[Aim]
Exact repetition of every entry is required.

[Dataset]
— Start —

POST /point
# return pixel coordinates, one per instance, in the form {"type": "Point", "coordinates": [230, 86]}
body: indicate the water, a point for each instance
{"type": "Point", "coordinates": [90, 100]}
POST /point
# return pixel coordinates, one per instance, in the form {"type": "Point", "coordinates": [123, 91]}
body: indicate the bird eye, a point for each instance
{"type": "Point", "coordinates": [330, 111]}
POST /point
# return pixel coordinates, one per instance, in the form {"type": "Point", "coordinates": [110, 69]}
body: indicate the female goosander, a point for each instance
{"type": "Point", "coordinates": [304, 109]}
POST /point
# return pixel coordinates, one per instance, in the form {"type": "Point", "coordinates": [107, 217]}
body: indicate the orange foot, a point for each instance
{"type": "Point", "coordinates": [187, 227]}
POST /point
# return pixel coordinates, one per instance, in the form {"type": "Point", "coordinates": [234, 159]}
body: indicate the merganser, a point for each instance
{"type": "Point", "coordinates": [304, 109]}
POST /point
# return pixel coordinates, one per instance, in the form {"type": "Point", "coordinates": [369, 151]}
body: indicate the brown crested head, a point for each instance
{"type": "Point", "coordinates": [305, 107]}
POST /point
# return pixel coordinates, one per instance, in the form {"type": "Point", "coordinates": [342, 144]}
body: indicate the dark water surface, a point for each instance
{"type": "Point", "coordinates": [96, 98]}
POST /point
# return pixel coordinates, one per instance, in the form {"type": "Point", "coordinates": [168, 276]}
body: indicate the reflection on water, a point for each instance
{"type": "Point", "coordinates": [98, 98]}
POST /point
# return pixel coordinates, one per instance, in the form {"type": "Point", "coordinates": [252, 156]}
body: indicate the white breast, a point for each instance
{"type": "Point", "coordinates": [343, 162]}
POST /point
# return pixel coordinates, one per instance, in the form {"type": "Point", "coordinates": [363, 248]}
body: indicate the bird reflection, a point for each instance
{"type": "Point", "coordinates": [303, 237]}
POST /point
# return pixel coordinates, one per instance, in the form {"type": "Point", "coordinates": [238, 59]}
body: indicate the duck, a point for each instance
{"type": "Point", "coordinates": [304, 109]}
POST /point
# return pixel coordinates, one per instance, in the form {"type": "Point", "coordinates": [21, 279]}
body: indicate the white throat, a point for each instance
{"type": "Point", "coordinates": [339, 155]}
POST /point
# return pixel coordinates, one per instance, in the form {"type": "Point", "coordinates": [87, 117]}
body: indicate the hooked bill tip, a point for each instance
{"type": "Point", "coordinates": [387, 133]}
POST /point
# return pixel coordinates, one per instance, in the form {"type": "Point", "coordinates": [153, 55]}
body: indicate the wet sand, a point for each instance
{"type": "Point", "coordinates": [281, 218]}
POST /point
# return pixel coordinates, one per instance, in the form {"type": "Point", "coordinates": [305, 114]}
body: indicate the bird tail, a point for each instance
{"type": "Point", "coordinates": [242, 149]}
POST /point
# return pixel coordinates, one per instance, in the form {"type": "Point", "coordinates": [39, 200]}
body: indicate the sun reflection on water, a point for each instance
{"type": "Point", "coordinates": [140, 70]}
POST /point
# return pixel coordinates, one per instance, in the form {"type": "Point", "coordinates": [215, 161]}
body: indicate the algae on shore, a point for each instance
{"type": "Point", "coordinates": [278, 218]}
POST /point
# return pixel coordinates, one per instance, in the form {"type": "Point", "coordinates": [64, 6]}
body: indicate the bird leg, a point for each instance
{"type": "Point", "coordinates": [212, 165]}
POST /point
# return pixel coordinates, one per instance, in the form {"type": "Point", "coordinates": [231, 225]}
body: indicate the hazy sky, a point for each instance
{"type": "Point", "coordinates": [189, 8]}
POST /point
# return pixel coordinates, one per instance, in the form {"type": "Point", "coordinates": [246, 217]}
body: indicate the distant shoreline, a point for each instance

— End —

[Right answer]
POST /point
# return pixel coordinates, one per instance, in the form {"type": "Point", "coordinates": [230, 86]}
body: indicate the water, a point for each instance
{"type": "Point", "coordinates": [90, 100]}
POST /point
# return pixel coordinates, one per instance, in the form {"type": "Point", "coordinates": [123, 91]}
body: indicate the bird eye, a point for each instance
{"type": "Point", "coordinates": [330, 111]}
POST /point
# return pixel coordinates, one per instance, in the form {"type": "Point", "coordinates": [110, 69]}
body: indicate the female goosander, a point for each instance
{"type": "Point", "coordinates": [304, 109]}
POST /point
# return pixel coordinates, one per instance, in the form {"type": "Point", "coordinates": [107, 217]}
body: indicate the orange foot, a point for each instance
{"type": "Point", "coordinates": [187, 227]}
POST /point
# return pixel coordinates, one per instance, in the form {"type": "Point", "coordinates": [234, 159]}
body: indicate the merganser, a point for each instance
{"type": "Point", "coordinates": [304, 109]}
POST /point
# return pixel coordinates, one per instance, in the form {"type": "Point", "coordinates": [369, 151]}
body: indicate the brown crested head, a point for each instance
{"type": "Point", "coordinates": [305, 107]}
POST /point
# return pixel coordinates, one per instance, in the form {"type": "Point", "coordinates": [342, 144]}
body: indicate the dark water surface, a point for each instance
{"type": "Point", "coordinates": [96, 98]}
POST /point
# return pixel coordinates, one per instance, in the form {"type": "Point", "coordinates": [168, 276]}
body: indicate the reflection on water, a point for each instance
{"type": "Point", "coordinates": [98, 98]}
POST /point
# return pixel coordinates, one per instance, in the form {"type": "Point", "coordinates": [252, 156]}
body: indicate the white breast, a point for each instance
{"type": "Point", "coordinates": [343, 162]}
POST /point
# return pixel coordinates, one per instance, in the form {"type": "Point", "coordinates": [363, 248]}
body: indicate the bird reflection, a point for each instance
{"type": "Point", "coordinates": [303, 237]}
POST /point
# return pixel coordinates, one per instance, in the form {"type": "Point", "coordinates": [238, 59]}
body: indicate the duck, a point for each instance
{"type": "Point", "coordinates": [304, 109]}
POST /point
# return pixel coordinates, one per instance, in the form {"type": "Point", "coordinates": [21, 279]}
body: indicate the white throat, a point for each instance
{"type": "Point", "coordinates": [339, 155]}
POST /point
# return pixel coordinates, one per instance, in the form {"type": "Point", "coordinates": [87, 117]}
body: indicate the hooked bill tip, a point for each instance
{"type": "Point", "coordinates": [387, 133]}
POST /point
# return pixel coordinates, one per instance, in the form {"type": "Point", "coordinates": [153, 55]}
body: indicate the wet sand, a point for each instance
{"type": "Point", "coordinates": [281, 218]}
POST /point
# return pixel coordinates, one per instance, in the form {"type": "Point", "coordinates": [305, 114]}
body: indicate the bird tail, a point for each instance
{"type": "Point", "coordinates": [242, 149]}
POST /point
# return pixel coordinates, one per instance, in the form {"type": "Point", "coordinates": [39, 200]}
body: indicate the sun reflection on water, a point for each instance
{"type": "Point", "coordinates": [140, 70]}
POST /point
# return pixel coordinates, one per instance, in the form {"type": "Point", "coordinates": [215, 161]}
body: indicate the algae on shore, a point for each instance
{"type": "Point", "coordinates": [278, 218]}
POST /point
# return pixel coordinates, one per instance, in the form {"type": "Point", "coordinates": [64, 6]}
body: indicate the bird leg, a point for each instance
{"type": "Point", "coordinates": [212, 165]}
POST /point
# return pixel coordinates, one per instance, in the form {"type": "Point", "coordinates": [231, 225]}
body: indicate the hazy sky, a point for each instance
{"type": "Point", "coordinates": [189, 8]}
POST /point
# return pixel coordinates, one per instance, in the form {"type": "Point", "coordinates": [246, 217]}
body: indicate the distant shoreline, a point for each instance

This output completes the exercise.